* TEXT PROVIDED *
- - - -

Cinema | November 12th, 2023

By Greg Carlson

gregcarlson1@gmail.com

Focus Features gets a nifty opening credits layout as part of a throwback sequence capitalizing on the heavy New Hollywood nostalgia that suffuses Alexander Payne’s comic melodrama “The Holdovers.”

Reuniting with “Sideways” star Paul Giamatti, Payne’s new movie is his first feature since the bizarre 2017 sci-fi misfire “Downsizing.” Closer in spirit to the more intimate emotional nakedness of “Nebraska,” “The Holdovers” lacks the lacerating satirical edges of debut “Citizen Ruth” and “Election” (my personal top pick of the director’s movies) in favor of a heartwarming, Christmas-themed (com)passion play.

In another variation on the “grouch with a heart of gold” formula, Payne makes the most of Giamatti’s rapport with newcomer Dominic Sessa and a superb Da’Vine Joy Randolph.

In the winter of 1970-1971, Giamatti’s Paul Hunham teaches classical history to ungrateful, privileged boys at Barton Academy in New England. Paul’s fondness for tobacco pipe and whiskey glass steadies his nerves and masks the unfortunate odor caused by the trimethylaminuria that causes him to emanate a fishy reek.

- - - -

* RECORDED DATA *

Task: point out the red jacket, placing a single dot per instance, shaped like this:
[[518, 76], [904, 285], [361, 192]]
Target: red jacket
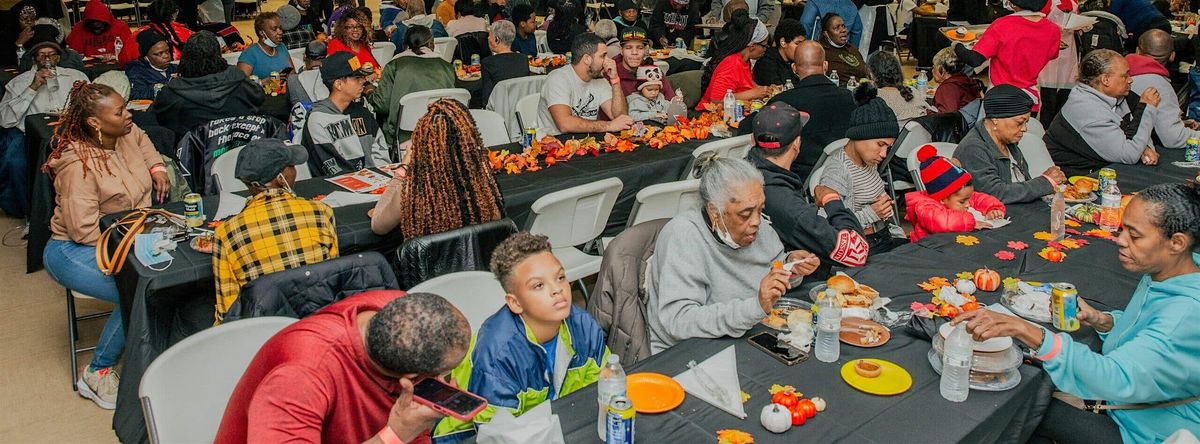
[[96, 45], [929, 216]]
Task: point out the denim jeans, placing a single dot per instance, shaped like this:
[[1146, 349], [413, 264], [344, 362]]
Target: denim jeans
[[73, 265]]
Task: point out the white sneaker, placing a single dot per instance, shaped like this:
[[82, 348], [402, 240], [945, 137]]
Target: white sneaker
[[100, 385]]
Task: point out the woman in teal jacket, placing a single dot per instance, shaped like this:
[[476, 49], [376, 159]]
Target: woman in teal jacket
[[1151, 351]]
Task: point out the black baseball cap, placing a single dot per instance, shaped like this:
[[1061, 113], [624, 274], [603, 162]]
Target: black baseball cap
[[778, 125], [263, 160], [342, 65]]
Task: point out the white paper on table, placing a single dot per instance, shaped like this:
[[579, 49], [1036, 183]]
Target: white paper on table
[[534, 426], [228, 204], [342, 198], [721, 367]]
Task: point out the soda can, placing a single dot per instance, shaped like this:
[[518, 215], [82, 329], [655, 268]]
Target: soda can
[[193, 210], [1063, 306], [621, 420]]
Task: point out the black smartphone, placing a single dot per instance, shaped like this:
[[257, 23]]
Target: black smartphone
[[448, 400], [768, 343]]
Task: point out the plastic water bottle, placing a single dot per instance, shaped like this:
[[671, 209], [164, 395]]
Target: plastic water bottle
[[923, 84], [957, 364], [828, 329], [730, 106], [611, 383], [1110, 207], [1057, 214]]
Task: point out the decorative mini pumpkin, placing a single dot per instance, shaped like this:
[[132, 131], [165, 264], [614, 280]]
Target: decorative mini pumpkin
[[775, 418], [987, 280]]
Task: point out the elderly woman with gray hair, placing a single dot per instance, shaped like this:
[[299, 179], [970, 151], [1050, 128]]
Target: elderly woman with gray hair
[[705, 276], [1102, 121]]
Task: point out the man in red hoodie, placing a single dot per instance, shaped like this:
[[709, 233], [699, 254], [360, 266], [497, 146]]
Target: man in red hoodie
[[96, 35], [1147, 70]]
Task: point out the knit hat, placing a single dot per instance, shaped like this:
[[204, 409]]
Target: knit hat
[[778, 125], [648, 75], [940, 175], [147, 40], [1006, 101], [289, 17], [873, 120]]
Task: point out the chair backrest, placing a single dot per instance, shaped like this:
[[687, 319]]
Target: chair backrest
[[185, 390], [575, 215], [383, 52], [527, 111], [223, 172], [477, 294], [945, 149], [664, 201], [414, 105], [491, 127], [689, 83], [730, 148], [445, 47], [505, 96], [467, 249]]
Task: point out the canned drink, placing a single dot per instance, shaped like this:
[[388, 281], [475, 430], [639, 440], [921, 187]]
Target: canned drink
[[621, 420], [1107, 177], [193, 210], [1063, 306]]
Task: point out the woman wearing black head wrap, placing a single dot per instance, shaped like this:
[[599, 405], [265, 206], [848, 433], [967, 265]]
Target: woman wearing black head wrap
[[990, 154]]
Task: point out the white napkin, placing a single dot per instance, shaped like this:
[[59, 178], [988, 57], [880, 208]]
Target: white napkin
[[721, 367], [534, 426]]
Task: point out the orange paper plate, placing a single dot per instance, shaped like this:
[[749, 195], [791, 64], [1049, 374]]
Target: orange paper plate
[[653, 393]]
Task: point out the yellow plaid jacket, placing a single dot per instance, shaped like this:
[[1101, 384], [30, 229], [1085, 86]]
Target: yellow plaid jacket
[[275, 232]]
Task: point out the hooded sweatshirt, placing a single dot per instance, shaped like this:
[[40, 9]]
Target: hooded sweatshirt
[[1151, 355], [1147, 72], [96, 45], [186, 102]]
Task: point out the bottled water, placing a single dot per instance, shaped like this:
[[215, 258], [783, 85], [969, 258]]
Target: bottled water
[[610, 384], [957, 364], [1057, 214], [730, 106], [828, 329], [1110, 207]]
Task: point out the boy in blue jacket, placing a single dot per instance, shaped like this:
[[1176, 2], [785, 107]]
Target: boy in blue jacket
[[538, 347]]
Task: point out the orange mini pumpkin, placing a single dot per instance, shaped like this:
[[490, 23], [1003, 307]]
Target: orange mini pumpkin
[[987, 280]]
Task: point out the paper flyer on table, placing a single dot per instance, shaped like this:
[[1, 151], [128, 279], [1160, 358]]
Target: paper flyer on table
[[361, 181]]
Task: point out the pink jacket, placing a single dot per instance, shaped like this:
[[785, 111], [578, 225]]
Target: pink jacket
[[929, 216]]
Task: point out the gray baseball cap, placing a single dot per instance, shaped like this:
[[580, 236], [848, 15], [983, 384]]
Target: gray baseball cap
[[263, 160]]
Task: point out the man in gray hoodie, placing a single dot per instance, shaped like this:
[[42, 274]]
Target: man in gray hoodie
[[1097, 125]]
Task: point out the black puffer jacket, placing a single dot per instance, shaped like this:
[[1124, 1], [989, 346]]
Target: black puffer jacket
[[300, 292]]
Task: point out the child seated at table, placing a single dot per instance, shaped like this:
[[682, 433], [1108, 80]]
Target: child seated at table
[[538, 347], [949, 197], [648, 103]]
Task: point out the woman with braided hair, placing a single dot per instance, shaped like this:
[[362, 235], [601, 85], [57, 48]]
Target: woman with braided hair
[[445, 181], [101, 165]]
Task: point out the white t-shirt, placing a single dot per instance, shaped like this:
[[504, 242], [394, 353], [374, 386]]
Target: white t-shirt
[[564, 87]]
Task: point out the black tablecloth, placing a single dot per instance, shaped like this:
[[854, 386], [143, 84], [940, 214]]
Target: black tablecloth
[[162, 307]]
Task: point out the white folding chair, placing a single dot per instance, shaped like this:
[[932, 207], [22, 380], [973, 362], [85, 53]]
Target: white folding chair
[[223, 172], [445, 47], [730, 148], [491, 127], [414, 105], [575, 216], [383, 52], [477, 294], [527, 111], [185, 390], [945, 149]]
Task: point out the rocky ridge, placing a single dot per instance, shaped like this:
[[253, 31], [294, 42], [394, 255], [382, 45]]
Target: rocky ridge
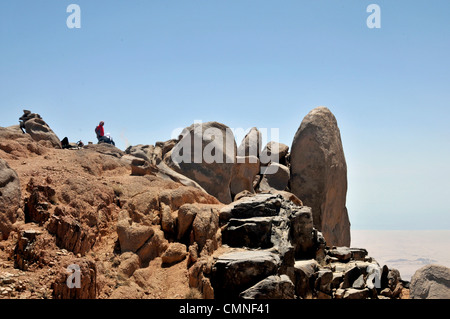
[[138, 225]]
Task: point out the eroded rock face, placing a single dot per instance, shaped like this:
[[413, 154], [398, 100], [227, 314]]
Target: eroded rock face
[[10, 198], [319, 174], [38, 129], [76, 279], [206, 153], [237, 271], [431, 282]]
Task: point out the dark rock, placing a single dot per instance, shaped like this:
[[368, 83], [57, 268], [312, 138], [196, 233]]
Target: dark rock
[[431, 282], [319, 174], [237, 271], [305, 277], [10, 199], [249, 232]]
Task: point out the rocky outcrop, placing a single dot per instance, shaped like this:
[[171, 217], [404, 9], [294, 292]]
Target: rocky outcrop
[[431, 282], [319, 174], [244, 173], [273, 287], [10, 199], [278, 180], [76, 279], [38, 129], [206, 154], [251, 144]]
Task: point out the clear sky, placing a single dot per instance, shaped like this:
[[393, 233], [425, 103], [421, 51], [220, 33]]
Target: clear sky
[[147, 67]]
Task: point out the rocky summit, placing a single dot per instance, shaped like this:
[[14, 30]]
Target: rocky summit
[[258, 222]]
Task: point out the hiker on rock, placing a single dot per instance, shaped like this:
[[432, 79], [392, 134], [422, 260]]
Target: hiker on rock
[[99, 130]]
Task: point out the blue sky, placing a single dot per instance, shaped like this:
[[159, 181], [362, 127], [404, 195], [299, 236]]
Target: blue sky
[[147, 67]]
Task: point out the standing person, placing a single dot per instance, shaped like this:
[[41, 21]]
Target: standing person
[[99, 130]]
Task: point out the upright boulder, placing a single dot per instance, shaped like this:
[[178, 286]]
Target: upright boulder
[[319, 174], [251, 144], [10, 197], [206, 153]]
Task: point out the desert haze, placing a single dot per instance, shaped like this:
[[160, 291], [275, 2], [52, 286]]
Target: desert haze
[[405, 250]]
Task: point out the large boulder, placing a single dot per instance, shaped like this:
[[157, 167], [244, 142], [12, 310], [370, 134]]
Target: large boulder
[[10, 197], [431, 282], [251, 144], [206, 153], [319, 174]]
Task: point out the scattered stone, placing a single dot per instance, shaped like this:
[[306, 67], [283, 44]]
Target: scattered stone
[[431, 282]]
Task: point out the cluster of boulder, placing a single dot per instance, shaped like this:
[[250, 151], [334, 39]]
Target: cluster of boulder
[[249, 221]]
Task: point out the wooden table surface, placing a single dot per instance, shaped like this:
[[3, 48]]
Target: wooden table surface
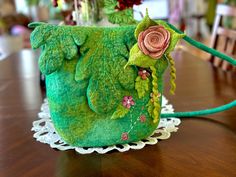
[[203, 146]]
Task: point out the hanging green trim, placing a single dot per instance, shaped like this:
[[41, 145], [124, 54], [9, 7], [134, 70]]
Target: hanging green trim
[[203, 47], [155, 99], [142, 86], [172, 73], [201, 112]]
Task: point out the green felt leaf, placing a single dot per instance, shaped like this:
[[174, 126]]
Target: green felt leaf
[[142, 86], [139, 59], [150, 108], [144, 24], [109, 6], [124, 17], [50, 60], [175, 37], [120, 112]]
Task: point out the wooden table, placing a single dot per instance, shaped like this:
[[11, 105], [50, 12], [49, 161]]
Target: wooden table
[[202, 146]]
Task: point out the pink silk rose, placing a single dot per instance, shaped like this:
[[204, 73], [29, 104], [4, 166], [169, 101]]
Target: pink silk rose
[[154, 41]]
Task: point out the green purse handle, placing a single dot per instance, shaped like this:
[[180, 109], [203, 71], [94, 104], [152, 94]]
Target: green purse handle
[[213, 52]]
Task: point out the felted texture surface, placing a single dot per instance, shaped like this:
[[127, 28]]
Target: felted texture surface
[[86, 83]]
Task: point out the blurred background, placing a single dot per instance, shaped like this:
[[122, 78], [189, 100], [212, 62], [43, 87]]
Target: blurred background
[[195, 17]]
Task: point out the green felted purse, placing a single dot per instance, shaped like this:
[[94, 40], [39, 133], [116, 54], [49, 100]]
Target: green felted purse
[[104, 84]]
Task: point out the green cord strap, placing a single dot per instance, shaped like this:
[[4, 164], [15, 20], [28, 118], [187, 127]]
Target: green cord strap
[[216, 53], [201, 112], [201, 46]]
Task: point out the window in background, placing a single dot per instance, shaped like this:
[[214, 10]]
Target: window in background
[[157, 9]]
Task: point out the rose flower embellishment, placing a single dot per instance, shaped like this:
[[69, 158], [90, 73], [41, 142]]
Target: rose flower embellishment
[[154, 41]]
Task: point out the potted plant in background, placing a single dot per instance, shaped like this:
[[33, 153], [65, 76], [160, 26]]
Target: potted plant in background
[[38, 9]]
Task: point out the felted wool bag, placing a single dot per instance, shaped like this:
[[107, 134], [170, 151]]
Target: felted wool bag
[[105, 84]]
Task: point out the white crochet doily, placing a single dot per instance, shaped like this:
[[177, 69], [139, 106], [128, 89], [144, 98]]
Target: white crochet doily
[[45, 132]]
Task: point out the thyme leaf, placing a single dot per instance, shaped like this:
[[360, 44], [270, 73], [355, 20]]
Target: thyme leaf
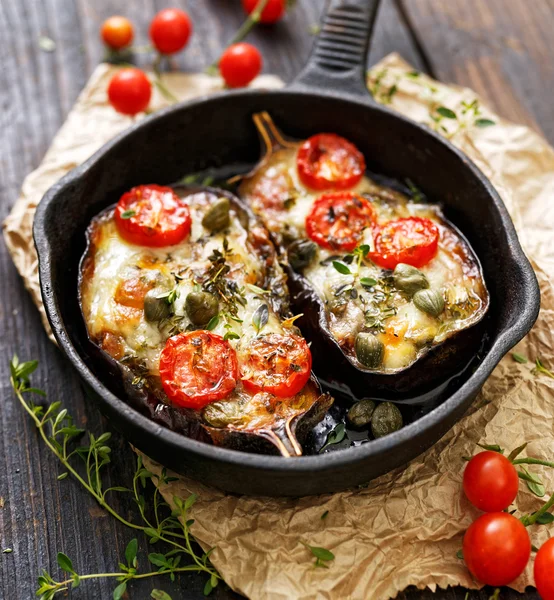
[[260, 317], [336, 435], [322, 555], [86, 463], [483, 123], [341, 268], [446, 112], [519, 358]]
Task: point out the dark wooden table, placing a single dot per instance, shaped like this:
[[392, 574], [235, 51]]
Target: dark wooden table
[[501, 48]]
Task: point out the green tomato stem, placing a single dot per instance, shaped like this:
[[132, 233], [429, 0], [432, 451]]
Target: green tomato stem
[[532, 519], [532, 461]]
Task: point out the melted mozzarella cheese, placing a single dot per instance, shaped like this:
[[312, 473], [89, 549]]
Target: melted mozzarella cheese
[[119, 265], [276, 193]]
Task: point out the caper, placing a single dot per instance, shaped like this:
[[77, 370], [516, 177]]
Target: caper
[[386, 419], [222, 414], [408, 279], [301, 253], [201, 307], [359, 414], [217, 217], [369, 350], [156, 308], [429, 301]]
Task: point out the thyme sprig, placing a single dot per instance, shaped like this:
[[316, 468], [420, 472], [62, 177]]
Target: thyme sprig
[[85, 463], [448, 120], [215, 281], [539, 367]]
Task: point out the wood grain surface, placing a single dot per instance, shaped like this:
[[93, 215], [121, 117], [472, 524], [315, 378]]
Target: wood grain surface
[[501, 48]]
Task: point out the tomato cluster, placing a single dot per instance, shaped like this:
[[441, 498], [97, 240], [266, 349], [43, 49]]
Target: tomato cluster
[[130, 90], [496, 546]]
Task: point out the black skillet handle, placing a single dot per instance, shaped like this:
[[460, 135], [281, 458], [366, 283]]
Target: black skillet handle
[[338, 60]]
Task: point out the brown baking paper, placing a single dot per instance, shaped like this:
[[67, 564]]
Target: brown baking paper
[[406, 527]]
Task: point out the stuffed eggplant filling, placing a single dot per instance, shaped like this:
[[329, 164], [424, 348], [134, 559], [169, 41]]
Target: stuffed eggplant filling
[[393, 277], [183, 290]]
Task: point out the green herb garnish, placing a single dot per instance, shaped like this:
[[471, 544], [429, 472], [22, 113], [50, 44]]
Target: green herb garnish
[[260, 317], [86, 464], [336, 435], [519, 358], [341, 268], [322, 555]]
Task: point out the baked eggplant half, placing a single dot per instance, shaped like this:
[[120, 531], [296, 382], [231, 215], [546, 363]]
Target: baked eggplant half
[[383, 278], [183, 297]]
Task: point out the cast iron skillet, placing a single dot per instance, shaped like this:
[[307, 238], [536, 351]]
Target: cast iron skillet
[[328, 95]]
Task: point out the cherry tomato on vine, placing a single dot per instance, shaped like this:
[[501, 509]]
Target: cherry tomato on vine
[[170, 30], [496, 548], [337, 220], [152, 215], [544, 570], [413, 241], [280, 364], [129, 91], [239, 64], [198, 367], [117, 32], [327, 160], [273, 11], [490, 481]]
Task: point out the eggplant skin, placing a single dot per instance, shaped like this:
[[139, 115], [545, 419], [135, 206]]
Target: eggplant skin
[[146, 395], [437, 366]]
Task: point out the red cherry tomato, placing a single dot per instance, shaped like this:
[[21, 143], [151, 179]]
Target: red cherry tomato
[[129, 91], [272, 12], [117, 32], [198, 367], [337, 220], [490, 481], [152, 215], [413, 241], [280, 364], [239, 64], [544, 570], [327, 161], [496, 548], [170, 30]]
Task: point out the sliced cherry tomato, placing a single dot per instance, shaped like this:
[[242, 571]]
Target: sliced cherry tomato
[[327, 161], [198, 367], [544, 570], [239, 64], [170, 30], [152, 215], [413, 241], [276, 363], [117, 32], [272, 12], [129, 91], [490, 481], [496, 548], [337, 220]]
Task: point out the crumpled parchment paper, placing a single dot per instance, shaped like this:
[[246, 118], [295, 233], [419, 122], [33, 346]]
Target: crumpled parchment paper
[[405, 527]]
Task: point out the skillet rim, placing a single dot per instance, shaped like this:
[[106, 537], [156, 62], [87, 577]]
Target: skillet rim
[[506, 339]]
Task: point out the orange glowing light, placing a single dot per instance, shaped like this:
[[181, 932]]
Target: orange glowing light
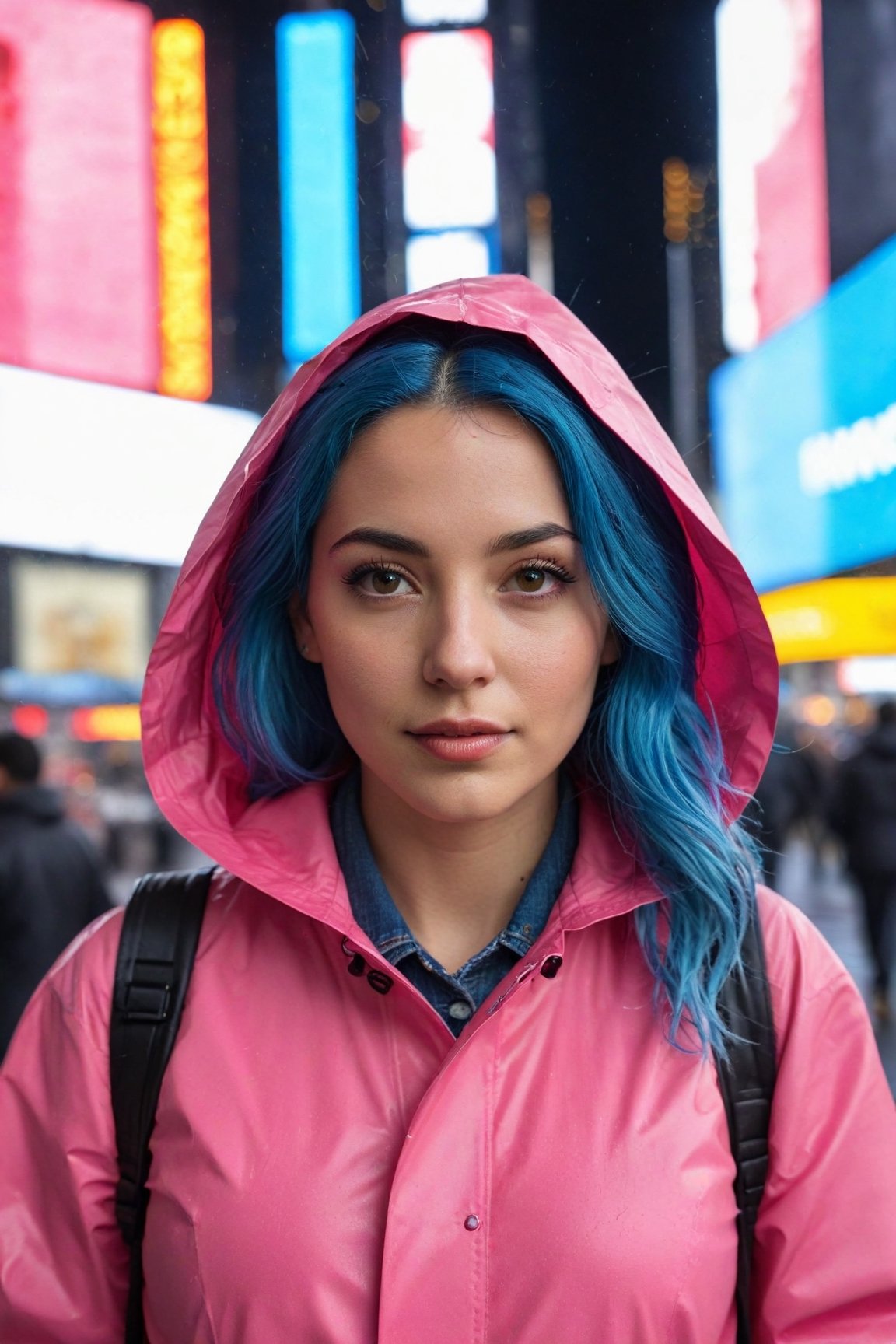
[[31, 721], [180, 160], [107, 723]]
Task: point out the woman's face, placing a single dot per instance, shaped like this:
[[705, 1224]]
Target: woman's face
[[452, 613]]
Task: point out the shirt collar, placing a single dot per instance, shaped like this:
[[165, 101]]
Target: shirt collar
[[378, 914]]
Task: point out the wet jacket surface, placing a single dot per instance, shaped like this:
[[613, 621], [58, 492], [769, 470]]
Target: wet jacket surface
[[50, 887], [331, 1166]]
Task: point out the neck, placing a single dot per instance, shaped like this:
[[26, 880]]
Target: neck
[[457, 884]]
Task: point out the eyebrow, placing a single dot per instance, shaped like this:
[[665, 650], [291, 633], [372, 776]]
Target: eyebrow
[[497, 546]]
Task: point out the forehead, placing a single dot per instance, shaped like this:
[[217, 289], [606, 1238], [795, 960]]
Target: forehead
[[428, 464]]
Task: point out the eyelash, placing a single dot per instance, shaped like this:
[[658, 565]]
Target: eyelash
[[544, 565]]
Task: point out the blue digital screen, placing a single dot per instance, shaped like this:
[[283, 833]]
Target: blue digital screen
[[803, 435], [317, 179]]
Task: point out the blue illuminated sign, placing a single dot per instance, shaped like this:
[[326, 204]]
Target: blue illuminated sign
[[317, 179], [805, 435]]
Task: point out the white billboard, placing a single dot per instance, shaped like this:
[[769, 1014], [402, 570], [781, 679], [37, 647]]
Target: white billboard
[[105, 471]]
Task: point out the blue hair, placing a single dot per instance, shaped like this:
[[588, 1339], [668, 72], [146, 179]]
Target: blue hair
[[646, 746]]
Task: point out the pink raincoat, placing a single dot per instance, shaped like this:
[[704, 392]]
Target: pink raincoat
[[331, 1166]]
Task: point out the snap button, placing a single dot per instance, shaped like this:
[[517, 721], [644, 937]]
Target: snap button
[[379, 980]]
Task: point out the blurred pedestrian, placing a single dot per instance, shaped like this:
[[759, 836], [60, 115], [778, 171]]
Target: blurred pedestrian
[[864, 815], [781, 799], [464, 690], [50, 879]]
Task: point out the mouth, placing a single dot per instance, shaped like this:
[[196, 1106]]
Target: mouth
[[460, 729], [461, 740]]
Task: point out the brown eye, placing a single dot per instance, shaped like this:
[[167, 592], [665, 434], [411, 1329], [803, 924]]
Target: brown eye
[[384, 583], [531, 579]]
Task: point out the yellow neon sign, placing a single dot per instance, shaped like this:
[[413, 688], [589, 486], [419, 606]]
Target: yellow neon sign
[[831, 618], [107, 723], [180, 159]]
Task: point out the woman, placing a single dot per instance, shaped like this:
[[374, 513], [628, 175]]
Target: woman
[[462, 688]]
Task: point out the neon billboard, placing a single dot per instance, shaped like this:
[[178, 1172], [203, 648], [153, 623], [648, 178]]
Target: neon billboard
[[77, 215], [180, 159], [317, 179], [449, 163], [772, 175]]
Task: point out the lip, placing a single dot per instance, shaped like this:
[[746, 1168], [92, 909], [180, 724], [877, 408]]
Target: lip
[[461, 740], [460, 729]]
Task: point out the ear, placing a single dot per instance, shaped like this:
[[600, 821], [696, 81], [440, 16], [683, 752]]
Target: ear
[[303, 629], [610, 651]]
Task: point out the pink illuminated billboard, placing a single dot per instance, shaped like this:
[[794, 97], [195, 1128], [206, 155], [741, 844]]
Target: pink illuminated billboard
[[772, 173], [79, 254]]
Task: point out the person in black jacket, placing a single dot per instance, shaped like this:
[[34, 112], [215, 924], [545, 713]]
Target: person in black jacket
[[864, 815], [50, 879]]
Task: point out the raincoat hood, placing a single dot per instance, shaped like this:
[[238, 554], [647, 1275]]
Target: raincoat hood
[[199, 781]]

- - - -

* WRITTEN PROBLEM *
Continue the review of "The Holdovers" from the point where it stops. The data has no connection to the text.

* REPLY TO THE EXERCISE *
With no family and nowhere to go during break, he’s an easy mark to accept the thankless duty of looking after the small group of students who spend the holiday on campus. Soon enough, the number of holdovers dwindles to a single charge: the surly Angus Tully (Sessa), who can’t conceal his anger at being left behind while his mother and her new husband jet to sunnier climes.

Paul and Angus let fly all manner of colorful insult and withering put-down even as the requirements of basic civility at shared meals yoke them together.

Randolph’s symbolically-monikered Mary Lamb, who runs Barton’s kitchen, also remains in residence. A longtime staff member grieving the death of her young adult son (and Barton grad), who died while serving in Vietnam, Mary mediates the animosity between the males. The threesome will eventually take a road trip and Director Alexander Payne, unfortunately, loses track of Mary for a long stretch once she is dropped off at her sister’s residence.

Randolph, who steals all her scenes, is sorely missed even if her absence allows the mechanics of the plot to bring Paul and Angus to a place of mutual respect and an understanding that they are a lot more alike than they are dissimilar.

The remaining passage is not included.